Exercise instructions: Without skipping any entry, transcribe the data word for word.

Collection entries
[Start of Attachment]

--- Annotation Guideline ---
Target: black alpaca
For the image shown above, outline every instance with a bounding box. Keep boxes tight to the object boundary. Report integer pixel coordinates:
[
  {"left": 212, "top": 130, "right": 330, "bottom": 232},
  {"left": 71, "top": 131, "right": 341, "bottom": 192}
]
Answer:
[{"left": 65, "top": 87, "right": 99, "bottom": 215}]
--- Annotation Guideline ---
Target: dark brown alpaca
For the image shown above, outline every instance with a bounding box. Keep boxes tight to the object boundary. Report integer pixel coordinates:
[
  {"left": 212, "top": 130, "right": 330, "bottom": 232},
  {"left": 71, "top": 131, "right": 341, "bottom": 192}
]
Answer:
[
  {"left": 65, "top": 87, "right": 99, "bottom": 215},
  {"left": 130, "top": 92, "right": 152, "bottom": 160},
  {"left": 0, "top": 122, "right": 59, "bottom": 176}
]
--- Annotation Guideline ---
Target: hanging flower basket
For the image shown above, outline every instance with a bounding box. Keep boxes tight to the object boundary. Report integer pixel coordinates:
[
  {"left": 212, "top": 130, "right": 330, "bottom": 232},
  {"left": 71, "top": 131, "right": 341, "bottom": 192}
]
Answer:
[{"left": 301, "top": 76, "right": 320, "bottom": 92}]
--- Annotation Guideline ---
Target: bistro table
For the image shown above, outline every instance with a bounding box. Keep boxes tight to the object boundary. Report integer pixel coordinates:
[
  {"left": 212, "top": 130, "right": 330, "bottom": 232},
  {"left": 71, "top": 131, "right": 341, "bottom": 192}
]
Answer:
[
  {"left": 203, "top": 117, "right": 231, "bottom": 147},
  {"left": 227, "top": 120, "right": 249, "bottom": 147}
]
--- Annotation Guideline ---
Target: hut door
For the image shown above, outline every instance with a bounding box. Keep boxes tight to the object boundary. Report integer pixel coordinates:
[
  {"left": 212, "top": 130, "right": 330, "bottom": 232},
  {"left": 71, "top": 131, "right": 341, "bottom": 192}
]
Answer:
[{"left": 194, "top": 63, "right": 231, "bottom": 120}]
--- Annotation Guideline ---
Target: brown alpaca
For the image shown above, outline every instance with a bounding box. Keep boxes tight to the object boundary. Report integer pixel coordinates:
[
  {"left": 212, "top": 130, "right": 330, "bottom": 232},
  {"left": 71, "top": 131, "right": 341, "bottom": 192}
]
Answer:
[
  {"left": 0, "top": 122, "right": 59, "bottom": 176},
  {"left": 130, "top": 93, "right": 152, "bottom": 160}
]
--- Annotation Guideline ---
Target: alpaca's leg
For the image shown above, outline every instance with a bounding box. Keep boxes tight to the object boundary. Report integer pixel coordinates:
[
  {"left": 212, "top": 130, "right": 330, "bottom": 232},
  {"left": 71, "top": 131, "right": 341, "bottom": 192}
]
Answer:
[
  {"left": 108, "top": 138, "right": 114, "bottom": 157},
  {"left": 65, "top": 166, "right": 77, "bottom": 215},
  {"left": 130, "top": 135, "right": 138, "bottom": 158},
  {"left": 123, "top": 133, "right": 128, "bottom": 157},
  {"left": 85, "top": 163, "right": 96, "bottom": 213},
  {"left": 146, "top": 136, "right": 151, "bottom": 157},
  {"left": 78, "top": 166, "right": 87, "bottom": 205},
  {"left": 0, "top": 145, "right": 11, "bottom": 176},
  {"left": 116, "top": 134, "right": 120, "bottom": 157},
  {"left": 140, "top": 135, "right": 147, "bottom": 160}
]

[End of Attachment]

Response to the exercise:
--- Annotation Guideline ---
Target: black alpaca
For the image shown above, outline every instance with a bounding box. Keep boxes tight to the object boundary. Report integer pixel coordinates:
[
  {"left": 212, "top": 130, "right": 330, "bottom": 232},
  {"left": 71, "top": 131, "right": 341, "bottom": 192}
]
Answer:
[{"left": 65, "top": 87, "right": 99, "bottom": 215}]
--- Annotation Guideline ---
Target: dark brown alpaca
For the image shown above, outline every instance with a bounding box. Keep boxes tight to the object boundary. Report integer pixel coordinates:
[
  {"left": 212, "top": 130, "right": 330, "bottom": 232},
  {"left": 71, "top": 131, "right": 341, "bottom": 192}
]
Answer:
[
  {"left": 65, "top": 87, "right": 99, "bottom": 215},
  {"left": 130, "top": 92, "right": 152, "bottom": 160},
  {"left": 0, "top": 122, "right": 59, "bottom": 176}
]
--- Annotation Guideline ---
Target: hanging flower basket
For the image shown above, outline every instance with a bounding box. Keep boxes tight to the object boundary. Report integer pixel coordinates:
[
  {"left": 212, "top": 130, "right": 330, "bottom": 232},
  {"left": 71, "top": 131, "right": 341, "bottom": 192}
]
Answer:
[{"left": 301, "top": 76, "right": 320, "bottom": 92}]
--- Annotation Guideline ---
Target: bistro table
For the image shown above, outline every instance with a bounding box. Keep boxes tight to the object boundary. Report integer pixel coordinates:
[
  {"left": 212, "top": 130, "right": 330, "bottom": 232},
  {"left": 71, "top": 131, "right": 341, "bottom": 192}
]
Answer:
[
  {"left": 203, "top": 117, "right": 231, "bottom": 147},
  {"left": 227, "top": 120, "right": 249, "bottom": 147}
]
--- Annotation Guideline ---
Target: hut door
For the image shown above, outline every instance with a bounding box. Keep boxes tight to the object boundary. Report integer pixel coordinates:
[
  {"left": 212, "top": 130, "right": 330, "bottom": 232},
  {"left": 71, "top": 131, "right": 341, "bottom": 192}
]
Answer:
[{"left": 194, "top": 63, "right": 231, "bottom": 120}]
--- Annotation Guideline ---
Target: brown alpaca
For the image shown above, outline every instance with a bounding box. Keep boxes tight to the object boundary. Report integer pixel coordinates:
[
  {"left": 212, "top": 130, "right": 330, "bottom": 232},
  {"left": 71, "top": 131, "right": 341, "bottom": 192}
]
Answer:
[
  {"left": 0, "top": 122, "right": 59, "bottom": 176},
  {"left": 130, "top": 93, "right": 152, "bottom": 160}
]
--- Annotation Guideline ---
Target: alpaca's leg
For the image shown above, outline every instance with a bounding box. Keep boxes tight to the object boundary. Report integer pixel coordinates:
[
  {"left": 212, "top": 130, "right": 330, "bottom": 232},
  {"left": 71, "top": 131, "right": 341, "bottom": 192}
]
Answer:
[
  {"left": 108, "top": 138, "right": 114, "bottom": 157},
  {"left": 65, "top": 166, "right": 77, "bottom": 215},
  {"left": 130, "top": 135, "right": 138, "bottom": 158},
  {"left": 123, "top": 133, "right": 128, "bottom": 157},
  {"left": 85, "top": 163, "right": 96, "bottom": 213},
  {"left": 146, "top": 136, "right": 151, "bottom": 157},
  {"left": 78, "top": 166, "right": 87, "bottom": 205},
  {"left": 0, "top": 145, "right": 11, "bottom": 176},
  {"left": 116, "top": 134, "right": 120, "bottom": 157},
  {"left": 140, "top": 135, "right": 147, "bottom": 160}
]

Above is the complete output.